| Reading passage |
In this talk, we will first introduce the basics of quantum computing
using superconducting qubits, focusing on those aspects that are
crucial for the implementation of quantum chemistry algorithms. In the
second part, I will briefly discuss the limitations of currently
available classical approaches and highlight the advantages of the new
generation of quantum algorithms. In particular, I will present:
- ways to generate efficient trial wavefunctions and their mappings to quantum circuits
- the computation of ground state properties using the Variational Quantum Eigensolver algorithm
- procedures to reduce the overall circuit depths in quantum chemistry calculations and experiments, and
- extensions for the calculation of additional properties including electronic excited states.
References
[1] B.P. Lanyon et al, Nature Chem. 2, 106 (2010).
[2] N. Moll, et al, Quantum Sci. Technol. 3, 030503 (2018).
[3] P. Baroutsos, et al, ArXiv: 1805.04340 (2018).
Biosketch
I studied Biochemistry (M.Sc., 1991) and then Theoretical Physics (M.Sc., 1996) at the Eidgenossische Technische Hochschule Zürich (ETHZ), where I also obtained my Ph.D. in 1999. In 2000, I received a Marie Curie Fellowship to work in the group of Prof. Michiel Sprik at Cambridge University (UK). I then moved back to Switzerland to join the group of Prof. Ursula Roethlisberger, first at ETHZ (2002–2003) and later at the École Polytechnique Federale de Lausanne (EPFL, 2003-2014). In 2010, I earned the title of Maître d’Enseignement et de Recherche (MER) at EPFL. Finally in December 2014 I joined the IBM Research-Zurich laboratory in Rueschlikon, Swirzerland.
In the field of quantum-classical dynamics, I have developed and implemented in the CPMD software package a novel theoretical framework to combine electronic structure techniques based on density (DFT and TDDFT) with the calculation of nonadiabatic quantum and classical trajectories. My research interests in this field comprise adiabatic and nonadiabatic molecular dynamics (Ehrenfest dynamics, trajectory surface hopping, and Bohmian dynamics) for the study of photochemical and photo-physical processes in molecules, condensed phase, and biological systems.
More recently, I extended my research activities in the field of material design, focusing on the combination of ab-initio and machine learning techniques together with big-data analysis for the design of new materials with improved properties. This project is carried out within the swiss NCCR (National Centers of Competence in Research) project MARVEL.
In 2015, I also joined the quantum computing team at ZRL working on superconducting qubits architectures. My main focus is in the development of quantum algorithms for the simulation of fermionic systems (correlated electrons in molecules and solids) in both adiabatic and digital quantum computers.
At present, I am technical leader of the group on theoretical quantum computing at IBM Zurich.

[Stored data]

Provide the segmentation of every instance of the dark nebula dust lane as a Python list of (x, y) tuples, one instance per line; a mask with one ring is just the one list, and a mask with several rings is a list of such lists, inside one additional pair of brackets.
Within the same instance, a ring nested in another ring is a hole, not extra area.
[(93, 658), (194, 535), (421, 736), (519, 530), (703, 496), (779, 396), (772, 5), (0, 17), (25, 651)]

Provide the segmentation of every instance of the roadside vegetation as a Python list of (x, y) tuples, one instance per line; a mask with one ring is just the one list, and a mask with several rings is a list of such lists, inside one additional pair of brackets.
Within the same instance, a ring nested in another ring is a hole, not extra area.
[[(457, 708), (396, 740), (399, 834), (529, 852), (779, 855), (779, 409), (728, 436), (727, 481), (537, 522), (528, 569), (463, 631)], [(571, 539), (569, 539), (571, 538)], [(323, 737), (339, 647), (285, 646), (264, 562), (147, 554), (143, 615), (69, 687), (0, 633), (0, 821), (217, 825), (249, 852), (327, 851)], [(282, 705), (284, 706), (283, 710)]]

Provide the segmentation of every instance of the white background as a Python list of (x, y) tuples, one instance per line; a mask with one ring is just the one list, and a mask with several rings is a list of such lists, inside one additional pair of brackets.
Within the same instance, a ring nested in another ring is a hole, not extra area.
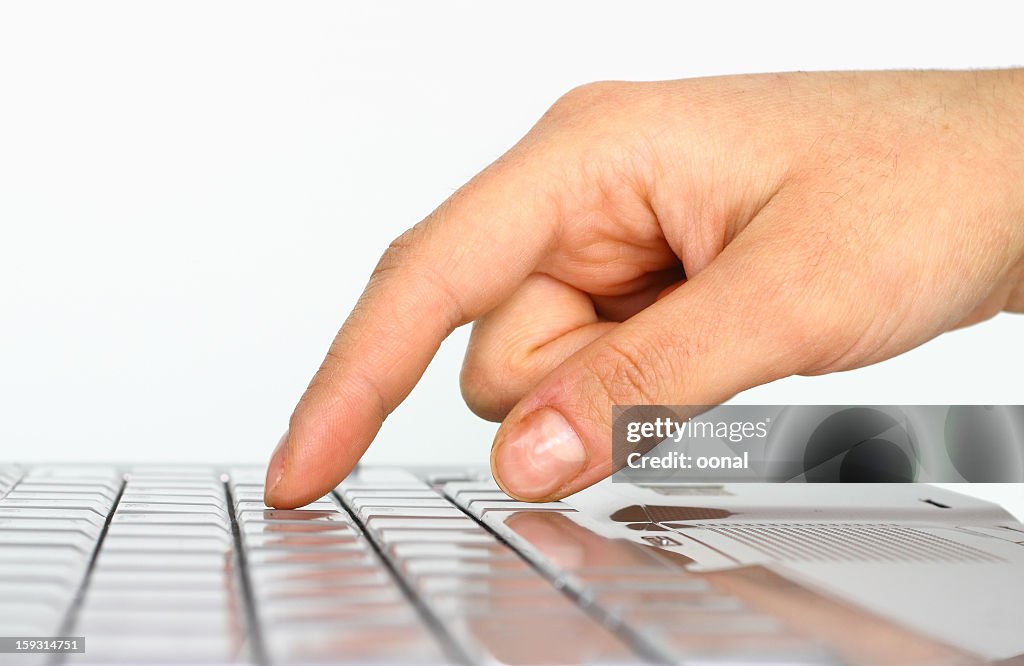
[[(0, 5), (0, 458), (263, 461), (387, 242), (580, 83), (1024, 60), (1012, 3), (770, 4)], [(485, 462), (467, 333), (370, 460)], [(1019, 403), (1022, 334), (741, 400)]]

* * *

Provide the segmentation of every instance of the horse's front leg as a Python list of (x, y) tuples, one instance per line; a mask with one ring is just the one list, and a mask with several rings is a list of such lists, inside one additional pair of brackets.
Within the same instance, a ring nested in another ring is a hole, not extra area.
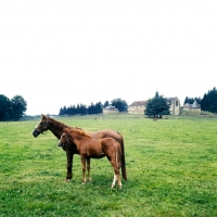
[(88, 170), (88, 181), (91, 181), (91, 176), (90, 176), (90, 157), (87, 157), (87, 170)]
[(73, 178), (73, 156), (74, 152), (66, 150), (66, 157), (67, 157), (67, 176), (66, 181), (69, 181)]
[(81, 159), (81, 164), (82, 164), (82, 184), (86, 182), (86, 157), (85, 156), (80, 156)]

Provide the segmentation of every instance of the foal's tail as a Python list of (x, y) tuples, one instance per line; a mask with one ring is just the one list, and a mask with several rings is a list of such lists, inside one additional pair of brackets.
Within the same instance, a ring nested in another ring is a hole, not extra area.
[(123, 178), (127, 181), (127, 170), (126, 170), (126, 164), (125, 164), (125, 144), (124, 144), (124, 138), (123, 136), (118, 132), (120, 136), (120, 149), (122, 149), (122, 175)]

| Requirement A |
Answer these questions about the talk description:
(i) In what year did the speaker receive a Marie Curie Fellowship?
(ii) Which algorithm is named for computing ground state properties?
(iii) What position does the speaker currently hold at IBM Zurich?
| Requirement B |
Rewrite the stretch of the talk description from "In 2015, I also" through "digital quantum computers.", changing "ZRL" to "IBM Zurich".
| Requirement C |
In the talk description, why did the speaker move back to Switzerland after the time at Cambridge University? Answer in one to three sentences.

| Task result A |
(i) 2000
(ii) The Variational Quantum Eigensolver algorithm
(iii) Technical leader of the group on theoretical quantum computing

| Task result B |
In 2015, I also joined the quantum computing team at IBM Zurich working on superconducting qubits architectures. My main focus is in the development of quantum algorithms for the simulation of fermionic systems (correlated electrons in molecules and solids) in both adiabatic and digital quantum computers.

| Task result C |
The speaker moved back to join the group of Prof. Ursula Roethlisberger. That work was first at ETHZ (2002–2003) and later at EPFL (2003–2014).